GOAL 1 =>
From the blog passage about toska, copy the words exactly, beginning at the words "Maybe Nabokov never" and stopping after "I find fascinating.".
GOAL 2 =>
In the blog passage about toska, what does toska grade into at its lowest level?
GOAL 3 =>
How would you shorten the paragraph of the blog passage about toska that begins "Maybe Nabokov never said this" while keeping its main facts?

TEXT TO READ =>
= = = = = = =
The internet is so full of banalities attributed to various luminaries – some of these banalities so simple-minded and so poorly articulated as to be thoroughly embarrassing – that I try never to introduce a quote into this blog without mentioning its source. However, try as I might, I cannot find a source for the following quote that is widely attributed to Vladimir Nabokov:
No single word in English renders all the shades of toska. At its deepest and most painful, it is a sensation of great spiritual anguish, often without any specific cause. At less morbid levels it is a dull ache of the soul, a longing with nothing to long for, a sick pining, a vague restlessness, mental throes, yearning. In particular cases it may be the desire for somebody of something specific, nostalgia, love-sickness. At the lowest level it grades into ennui, boredom.
Maybe Nabokov never said this – who knows? But I’m quoting it nonetheless because, at the very least, it isn’t banal; and, further, it is so well articulated that one could easily believe that Nabokov had actually said it; and, most importantly, the state of mind it describes – “a longing with nothing to long for” – is one I find fascinating.
= = = = = = =
SUPPLIED RECORDS =>
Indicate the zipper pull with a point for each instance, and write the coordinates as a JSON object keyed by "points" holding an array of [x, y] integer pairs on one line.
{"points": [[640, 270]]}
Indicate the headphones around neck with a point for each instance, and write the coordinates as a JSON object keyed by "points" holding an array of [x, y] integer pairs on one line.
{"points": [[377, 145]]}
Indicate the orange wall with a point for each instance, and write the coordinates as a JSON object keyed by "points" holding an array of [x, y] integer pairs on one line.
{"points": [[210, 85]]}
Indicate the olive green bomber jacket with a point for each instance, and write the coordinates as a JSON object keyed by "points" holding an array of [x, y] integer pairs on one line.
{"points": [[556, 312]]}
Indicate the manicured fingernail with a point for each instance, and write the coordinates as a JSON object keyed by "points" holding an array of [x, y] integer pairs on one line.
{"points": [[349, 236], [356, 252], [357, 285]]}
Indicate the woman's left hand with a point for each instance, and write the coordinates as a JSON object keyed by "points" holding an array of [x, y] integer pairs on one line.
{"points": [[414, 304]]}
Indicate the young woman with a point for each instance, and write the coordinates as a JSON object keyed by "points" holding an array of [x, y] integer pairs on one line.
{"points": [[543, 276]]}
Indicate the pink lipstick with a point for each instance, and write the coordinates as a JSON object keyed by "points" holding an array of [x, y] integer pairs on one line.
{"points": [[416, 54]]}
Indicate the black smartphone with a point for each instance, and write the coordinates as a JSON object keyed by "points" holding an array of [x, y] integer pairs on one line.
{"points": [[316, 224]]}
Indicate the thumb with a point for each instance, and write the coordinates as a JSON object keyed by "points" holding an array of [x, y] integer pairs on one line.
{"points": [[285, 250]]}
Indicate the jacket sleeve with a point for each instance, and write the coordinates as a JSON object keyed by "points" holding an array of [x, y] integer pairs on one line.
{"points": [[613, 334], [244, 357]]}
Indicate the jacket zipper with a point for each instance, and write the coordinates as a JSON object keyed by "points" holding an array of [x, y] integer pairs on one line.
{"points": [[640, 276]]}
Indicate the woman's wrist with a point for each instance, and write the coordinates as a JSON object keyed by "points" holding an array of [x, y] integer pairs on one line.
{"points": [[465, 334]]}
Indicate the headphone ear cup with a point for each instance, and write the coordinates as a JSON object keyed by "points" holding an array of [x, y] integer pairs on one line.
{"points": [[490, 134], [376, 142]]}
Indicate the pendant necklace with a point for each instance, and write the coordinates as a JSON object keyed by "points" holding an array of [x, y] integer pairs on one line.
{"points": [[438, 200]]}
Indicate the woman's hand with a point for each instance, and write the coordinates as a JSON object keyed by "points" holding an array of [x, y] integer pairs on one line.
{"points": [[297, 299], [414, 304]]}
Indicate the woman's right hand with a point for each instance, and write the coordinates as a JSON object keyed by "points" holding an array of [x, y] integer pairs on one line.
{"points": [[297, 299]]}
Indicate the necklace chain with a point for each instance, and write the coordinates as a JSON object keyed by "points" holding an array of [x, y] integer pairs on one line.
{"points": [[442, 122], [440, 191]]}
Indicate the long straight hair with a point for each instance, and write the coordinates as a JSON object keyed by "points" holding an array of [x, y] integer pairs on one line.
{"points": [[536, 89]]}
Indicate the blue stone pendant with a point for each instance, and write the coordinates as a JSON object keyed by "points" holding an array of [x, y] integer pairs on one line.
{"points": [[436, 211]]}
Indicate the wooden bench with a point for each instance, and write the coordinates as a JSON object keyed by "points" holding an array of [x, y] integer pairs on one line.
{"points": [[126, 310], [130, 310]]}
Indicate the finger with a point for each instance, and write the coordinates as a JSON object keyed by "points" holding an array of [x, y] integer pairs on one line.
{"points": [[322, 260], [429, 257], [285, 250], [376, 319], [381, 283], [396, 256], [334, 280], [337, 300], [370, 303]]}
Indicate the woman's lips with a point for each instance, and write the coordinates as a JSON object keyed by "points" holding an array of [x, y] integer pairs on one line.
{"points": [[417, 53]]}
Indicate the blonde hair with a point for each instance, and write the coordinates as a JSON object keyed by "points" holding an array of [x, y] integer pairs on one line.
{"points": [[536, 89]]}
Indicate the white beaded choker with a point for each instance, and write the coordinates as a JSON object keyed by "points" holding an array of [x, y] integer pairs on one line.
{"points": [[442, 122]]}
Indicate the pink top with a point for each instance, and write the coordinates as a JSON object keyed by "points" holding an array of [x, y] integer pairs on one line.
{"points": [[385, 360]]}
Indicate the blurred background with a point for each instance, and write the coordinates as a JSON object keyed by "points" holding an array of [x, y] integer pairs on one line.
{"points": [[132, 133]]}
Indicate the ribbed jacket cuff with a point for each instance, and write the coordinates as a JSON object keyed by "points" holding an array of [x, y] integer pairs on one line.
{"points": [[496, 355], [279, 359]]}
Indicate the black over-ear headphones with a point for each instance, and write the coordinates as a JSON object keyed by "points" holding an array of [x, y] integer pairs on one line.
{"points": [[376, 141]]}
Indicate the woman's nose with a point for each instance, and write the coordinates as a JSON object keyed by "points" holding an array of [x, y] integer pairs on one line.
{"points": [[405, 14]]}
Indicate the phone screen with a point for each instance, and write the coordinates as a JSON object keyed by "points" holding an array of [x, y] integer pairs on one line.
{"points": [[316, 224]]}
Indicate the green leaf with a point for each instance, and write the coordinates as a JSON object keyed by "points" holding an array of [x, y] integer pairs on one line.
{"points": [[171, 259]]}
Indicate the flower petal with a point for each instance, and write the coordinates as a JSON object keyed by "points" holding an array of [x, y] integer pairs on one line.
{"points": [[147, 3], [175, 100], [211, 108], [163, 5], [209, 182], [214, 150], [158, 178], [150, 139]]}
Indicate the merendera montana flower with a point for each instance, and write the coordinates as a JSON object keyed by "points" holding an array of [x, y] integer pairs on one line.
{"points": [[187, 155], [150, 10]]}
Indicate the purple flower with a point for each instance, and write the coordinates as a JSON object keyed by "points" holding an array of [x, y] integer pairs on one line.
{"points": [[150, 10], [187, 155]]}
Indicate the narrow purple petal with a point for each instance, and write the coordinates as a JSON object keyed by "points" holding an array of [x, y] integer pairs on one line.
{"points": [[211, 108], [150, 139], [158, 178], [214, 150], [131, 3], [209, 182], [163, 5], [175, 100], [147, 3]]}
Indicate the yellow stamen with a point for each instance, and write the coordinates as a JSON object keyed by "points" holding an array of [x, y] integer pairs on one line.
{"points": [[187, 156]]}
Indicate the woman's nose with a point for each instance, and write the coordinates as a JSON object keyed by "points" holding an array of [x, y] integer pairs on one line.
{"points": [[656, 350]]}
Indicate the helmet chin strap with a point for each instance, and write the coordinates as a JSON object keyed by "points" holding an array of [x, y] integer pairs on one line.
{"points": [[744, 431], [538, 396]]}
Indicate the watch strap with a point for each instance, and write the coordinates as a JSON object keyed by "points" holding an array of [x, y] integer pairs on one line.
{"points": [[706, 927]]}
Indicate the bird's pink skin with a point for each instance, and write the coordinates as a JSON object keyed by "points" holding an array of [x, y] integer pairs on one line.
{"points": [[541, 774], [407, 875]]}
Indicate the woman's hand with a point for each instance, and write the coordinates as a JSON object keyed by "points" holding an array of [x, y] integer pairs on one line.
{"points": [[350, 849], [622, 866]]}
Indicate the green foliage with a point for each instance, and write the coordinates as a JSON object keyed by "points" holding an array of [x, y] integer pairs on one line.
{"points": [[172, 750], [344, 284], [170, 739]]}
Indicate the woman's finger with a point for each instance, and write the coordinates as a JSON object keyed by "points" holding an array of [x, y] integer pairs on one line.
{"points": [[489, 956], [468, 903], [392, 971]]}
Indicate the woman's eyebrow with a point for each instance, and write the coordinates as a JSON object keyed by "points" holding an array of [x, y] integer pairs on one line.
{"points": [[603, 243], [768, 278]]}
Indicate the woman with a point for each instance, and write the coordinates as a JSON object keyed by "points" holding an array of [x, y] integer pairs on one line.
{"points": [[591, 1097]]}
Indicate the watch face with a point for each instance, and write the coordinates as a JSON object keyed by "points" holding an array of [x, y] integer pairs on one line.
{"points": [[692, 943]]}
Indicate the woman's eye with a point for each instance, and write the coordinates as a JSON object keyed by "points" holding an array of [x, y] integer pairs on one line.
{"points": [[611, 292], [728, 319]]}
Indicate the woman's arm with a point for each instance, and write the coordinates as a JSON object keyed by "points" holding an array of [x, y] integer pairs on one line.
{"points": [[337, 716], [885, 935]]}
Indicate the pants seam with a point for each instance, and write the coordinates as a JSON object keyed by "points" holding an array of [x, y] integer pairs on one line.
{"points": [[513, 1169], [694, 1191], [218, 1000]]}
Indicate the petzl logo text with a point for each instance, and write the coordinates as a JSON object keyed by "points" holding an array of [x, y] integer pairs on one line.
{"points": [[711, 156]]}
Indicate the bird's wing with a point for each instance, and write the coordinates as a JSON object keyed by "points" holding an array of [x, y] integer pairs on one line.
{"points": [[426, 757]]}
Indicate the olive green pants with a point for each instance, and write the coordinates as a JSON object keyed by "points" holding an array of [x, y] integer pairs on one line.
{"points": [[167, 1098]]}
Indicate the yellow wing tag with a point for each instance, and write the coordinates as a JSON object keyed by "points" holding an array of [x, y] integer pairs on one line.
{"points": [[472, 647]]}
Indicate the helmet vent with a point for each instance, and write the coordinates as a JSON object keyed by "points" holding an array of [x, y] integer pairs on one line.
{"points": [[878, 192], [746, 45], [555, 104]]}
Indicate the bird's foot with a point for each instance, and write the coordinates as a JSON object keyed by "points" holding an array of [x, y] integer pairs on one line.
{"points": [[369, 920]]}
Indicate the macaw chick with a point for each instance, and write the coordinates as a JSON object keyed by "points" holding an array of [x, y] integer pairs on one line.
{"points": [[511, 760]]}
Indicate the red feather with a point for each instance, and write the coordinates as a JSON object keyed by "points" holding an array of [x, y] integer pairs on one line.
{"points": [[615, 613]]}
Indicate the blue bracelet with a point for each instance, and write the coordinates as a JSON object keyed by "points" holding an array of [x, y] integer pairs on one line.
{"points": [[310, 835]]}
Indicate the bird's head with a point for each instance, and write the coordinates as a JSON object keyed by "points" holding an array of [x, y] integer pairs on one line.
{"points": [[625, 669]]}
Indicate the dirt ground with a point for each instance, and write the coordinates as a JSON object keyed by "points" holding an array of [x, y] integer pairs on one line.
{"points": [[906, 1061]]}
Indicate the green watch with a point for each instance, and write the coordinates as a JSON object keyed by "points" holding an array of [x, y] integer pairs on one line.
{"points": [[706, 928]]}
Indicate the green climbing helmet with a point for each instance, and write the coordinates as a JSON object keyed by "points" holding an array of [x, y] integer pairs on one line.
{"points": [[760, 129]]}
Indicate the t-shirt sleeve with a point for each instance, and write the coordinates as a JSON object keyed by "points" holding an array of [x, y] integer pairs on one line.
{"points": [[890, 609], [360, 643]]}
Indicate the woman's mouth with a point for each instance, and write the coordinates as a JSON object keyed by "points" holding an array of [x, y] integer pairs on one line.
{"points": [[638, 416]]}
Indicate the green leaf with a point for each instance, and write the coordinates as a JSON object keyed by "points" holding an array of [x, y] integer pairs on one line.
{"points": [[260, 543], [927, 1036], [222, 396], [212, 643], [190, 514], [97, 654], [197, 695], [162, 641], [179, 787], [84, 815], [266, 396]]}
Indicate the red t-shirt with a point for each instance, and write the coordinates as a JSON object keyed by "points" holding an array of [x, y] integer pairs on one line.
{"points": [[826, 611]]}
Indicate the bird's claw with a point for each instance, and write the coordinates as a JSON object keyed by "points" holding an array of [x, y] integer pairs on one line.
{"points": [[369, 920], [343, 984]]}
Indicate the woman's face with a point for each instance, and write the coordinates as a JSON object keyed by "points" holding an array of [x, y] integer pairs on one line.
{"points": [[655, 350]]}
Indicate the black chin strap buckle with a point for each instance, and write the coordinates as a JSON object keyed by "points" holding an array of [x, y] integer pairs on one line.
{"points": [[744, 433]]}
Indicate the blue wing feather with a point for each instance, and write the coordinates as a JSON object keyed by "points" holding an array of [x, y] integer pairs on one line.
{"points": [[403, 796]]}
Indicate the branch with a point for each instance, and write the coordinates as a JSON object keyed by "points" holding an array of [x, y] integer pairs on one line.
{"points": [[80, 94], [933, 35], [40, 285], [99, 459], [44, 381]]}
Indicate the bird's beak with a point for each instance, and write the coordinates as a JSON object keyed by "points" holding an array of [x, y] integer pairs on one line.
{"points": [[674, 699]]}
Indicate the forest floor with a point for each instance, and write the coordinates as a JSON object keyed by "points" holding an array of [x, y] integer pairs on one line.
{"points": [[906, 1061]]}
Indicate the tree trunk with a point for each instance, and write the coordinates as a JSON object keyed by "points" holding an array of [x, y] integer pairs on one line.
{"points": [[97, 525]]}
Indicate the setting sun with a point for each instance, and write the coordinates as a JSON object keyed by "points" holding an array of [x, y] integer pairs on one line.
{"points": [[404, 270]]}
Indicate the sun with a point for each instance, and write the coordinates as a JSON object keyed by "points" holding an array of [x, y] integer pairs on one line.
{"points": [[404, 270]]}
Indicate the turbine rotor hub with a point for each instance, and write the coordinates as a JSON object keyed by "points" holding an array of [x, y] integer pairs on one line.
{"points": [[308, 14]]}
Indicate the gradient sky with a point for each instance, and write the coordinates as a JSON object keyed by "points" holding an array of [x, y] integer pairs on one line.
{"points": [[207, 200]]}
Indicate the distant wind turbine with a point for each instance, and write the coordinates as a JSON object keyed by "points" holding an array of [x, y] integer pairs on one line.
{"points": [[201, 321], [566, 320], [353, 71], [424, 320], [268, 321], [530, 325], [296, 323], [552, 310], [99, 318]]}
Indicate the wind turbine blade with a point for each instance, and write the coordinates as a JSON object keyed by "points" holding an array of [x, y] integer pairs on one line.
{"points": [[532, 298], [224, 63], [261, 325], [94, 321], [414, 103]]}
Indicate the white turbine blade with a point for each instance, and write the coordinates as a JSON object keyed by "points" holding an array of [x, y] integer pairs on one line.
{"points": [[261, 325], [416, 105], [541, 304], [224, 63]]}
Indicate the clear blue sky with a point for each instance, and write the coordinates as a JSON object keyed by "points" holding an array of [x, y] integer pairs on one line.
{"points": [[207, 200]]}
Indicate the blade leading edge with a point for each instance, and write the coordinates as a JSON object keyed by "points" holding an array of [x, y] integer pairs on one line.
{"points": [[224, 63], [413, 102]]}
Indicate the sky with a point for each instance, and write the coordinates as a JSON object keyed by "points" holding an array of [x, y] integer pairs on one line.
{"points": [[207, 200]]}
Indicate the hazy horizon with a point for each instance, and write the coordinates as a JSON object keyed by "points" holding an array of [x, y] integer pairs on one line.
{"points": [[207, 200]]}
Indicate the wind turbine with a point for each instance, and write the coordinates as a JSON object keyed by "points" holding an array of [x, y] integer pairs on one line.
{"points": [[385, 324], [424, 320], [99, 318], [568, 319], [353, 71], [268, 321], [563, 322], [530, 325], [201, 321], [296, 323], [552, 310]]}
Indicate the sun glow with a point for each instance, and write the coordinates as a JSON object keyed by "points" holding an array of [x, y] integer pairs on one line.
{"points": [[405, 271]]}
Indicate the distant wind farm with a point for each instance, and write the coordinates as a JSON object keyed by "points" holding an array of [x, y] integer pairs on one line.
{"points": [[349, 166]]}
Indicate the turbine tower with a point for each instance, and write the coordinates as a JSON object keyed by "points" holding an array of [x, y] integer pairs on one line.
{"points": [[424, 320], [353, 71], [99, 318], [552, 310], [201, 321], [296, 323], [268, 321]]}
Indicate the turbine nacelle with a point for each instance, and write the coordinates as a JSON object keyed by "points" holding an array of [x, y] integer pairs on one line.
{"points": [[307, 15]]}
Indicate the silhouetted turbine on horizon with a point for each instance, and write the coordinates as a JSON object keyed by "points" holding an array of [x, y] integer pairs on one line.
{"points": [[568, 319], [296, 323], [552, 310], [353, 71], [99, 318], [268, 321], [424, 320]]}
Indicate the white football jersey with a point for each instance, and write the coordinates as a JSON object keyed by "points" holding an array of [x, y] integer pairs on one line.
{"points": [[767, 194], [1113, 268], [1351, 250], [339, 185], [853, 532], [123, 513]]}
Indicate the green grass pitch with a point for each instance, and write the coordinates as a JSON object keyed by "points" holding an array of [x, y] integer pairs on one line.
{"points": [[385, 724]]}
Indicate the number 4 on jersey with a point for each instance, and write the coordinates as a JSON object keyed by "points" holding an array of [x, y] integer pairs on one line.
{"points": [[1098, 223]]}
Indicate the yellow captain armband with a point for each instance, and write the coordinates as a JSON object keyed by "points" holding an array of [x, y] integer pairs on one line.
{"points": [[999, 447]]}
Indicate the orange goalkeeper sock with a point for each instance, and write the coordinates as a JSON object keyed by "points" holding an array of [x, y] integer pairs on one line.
= = = = = = =
TASK ANSWER 1 =>
Maybe Nabokov never said this – who knows? But I’m quoting it nonetheless because, at the very least, it isn’t banal; and, further, it is so well articulated that one could easily believe that Nabokov had actually said it; and, most importantly, the state of mind it describes – “a longing with nothing to long for” – is one I find fascinating.

TASK ANSWER 2 =>
Ennui, boredom.

TASK ANSWER 3 =>
The writer admits Nabokov may never have said it but quotes it anyway. It isn't banal, and it is articulate enough to be believably his. Most importantly, it describes a state of mind the writer finds fascinating: "a longing with nothing to long for."